» Excerpted passage:
2.In consideration of the mutual covenants and agreements in Section 1, Unit agrees that the Debtors and the Reorganized Debtors, as applicable, will (a) assume all of the Superior Agreements as part of the Bankruptcy and cure any defaults thereunder in accordance with section 365 of the Bankruptcy Code and (b) not (i) seek to reject or modify any of the Superior Agreements as part of the Bankruptcy; (ii) seek to reject or modify any other agreements between the Debtors and Superior; or (iii) pursue any cause of action, including any avoidance action under sections 547 or 548 of the Bankruptcy Code or any similar action under applicable state law against SP Investor related to Unit’s sale of the Investor Units to SP Investor under the PSA.  
3.Except as agreed by the Parties herein, the Superior Agreements shall continue in full force and effect and are hereby ratified and reaffirmed in their entirety.
4.Upon the occurrence of a Termination Event (as defined below), the agreement of the Parties hereunder may be terminated by any Party upon written notice to the other Parties.  For the purposes of this Section 4, a “Termination Event” shall mean (a) the occurrence of a material default or material event of default under any of the Superior Agreements by Unit or any affiliate or subsidiary of Unit other than any default or event of default resulting from the Bankruptcy that has not been cured within 30 days of written notice of occurrence of such material default or material event of default, unless the governing Superior Agreement contains an applicable cure period in which case such cure period shall govern, (b) the conversion of the Bankruptcy cases to cases under chapter 7 of the Bankruptcy Code or the appointment of a trustee with expanded powers beyond those set forth in section 1106(a)(3) and (4) of the Bankruptcy Code, (c) any action taken by, or on behalf of, any Debtor or any Reorganized Debtor in contravention of the obligations under Section 2 hereof; (d) the date which is six (6) months following the commencement of the Bankruptcy in the event no plan of reorganization for the Debtors has been consummated as of such date; and (e) the Debtors’ emergence from Bankruptcy.

» Task: Copy the bankruptcy agreement passage between "3.Except as agreed" and "in their entirety.", inclusive.

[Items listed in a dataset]
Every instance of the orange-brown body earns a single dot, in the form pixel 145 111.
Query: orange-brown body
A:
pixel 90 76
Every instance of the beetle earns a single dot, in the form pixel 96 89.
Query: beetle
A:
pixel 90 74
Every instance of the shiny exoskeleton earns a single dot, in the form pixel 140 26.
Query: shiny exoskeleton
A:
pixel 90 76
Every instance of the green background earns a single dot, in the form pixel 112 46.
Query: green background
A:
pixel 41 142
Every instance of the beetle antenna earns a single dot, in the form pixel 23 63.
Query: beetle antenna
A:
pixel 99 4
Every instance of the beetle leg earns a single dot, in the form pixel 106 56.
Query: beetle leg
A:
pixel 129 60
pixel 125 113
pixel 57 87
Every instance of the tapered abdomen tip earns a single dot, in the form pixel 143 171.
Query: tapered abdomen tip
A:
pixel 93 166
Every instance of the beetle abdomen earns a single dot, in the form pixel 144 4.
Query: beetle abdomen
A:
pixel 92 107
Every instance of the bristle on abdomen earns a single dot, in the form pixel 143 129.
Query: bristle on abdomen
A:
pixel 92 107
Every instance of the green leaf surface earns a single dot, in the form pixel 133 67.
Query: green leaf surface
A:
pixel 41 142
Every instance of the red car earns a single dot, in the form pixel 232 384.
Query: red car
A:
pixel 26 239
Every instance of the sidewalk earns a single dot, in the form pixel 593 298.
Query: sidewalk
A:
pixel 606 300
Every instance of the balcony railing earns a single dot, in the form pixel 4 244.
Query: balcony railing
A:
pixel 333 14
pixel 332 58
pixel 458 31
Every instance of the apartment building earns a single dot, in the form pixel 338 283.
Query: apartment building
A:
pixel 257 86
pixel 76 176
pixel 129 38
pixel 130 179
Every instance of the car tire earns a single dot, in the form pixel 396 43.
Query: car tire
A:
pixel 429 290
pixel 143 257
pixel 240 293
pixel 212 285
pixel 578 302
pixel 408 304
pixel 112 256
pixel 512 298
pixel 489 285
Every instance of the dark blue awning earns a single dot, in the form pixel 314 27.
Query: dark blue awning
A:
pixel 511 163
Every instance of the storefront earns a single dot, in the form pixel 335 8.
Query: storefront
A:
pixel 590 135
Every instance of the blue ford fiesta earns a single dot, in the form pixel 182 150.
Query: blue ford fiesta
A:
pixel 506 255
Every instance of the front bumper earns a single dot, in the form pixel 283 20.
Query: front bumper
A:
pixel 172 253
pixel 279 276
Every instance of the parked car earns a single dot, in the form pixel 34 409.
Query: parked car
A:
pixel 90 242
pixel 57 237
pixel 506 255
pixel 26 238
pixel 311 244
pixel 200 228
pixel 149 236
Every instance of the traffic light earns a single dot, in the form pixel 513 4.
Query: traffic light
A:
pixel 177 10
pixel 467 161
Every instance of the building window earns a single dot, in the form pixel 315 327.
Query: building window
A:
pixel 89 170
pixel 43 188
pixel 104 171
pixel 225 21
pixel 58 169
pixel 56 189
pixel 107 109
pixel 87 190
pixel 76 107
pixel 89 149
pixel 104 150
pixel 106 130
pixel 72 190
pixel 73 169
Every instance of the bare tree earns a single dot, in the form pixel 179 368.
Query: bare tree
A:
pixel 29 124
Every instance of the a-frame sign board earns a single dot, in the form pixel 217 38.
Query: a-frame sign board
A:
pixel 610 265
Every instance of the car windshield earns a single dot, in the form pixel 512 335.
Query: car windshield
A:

» Final answer:
3.Except as agreed by the Parties herein, the Superior Agreements shall continue in full force and effect and are hereby ratified and reaffirmed in their entirety.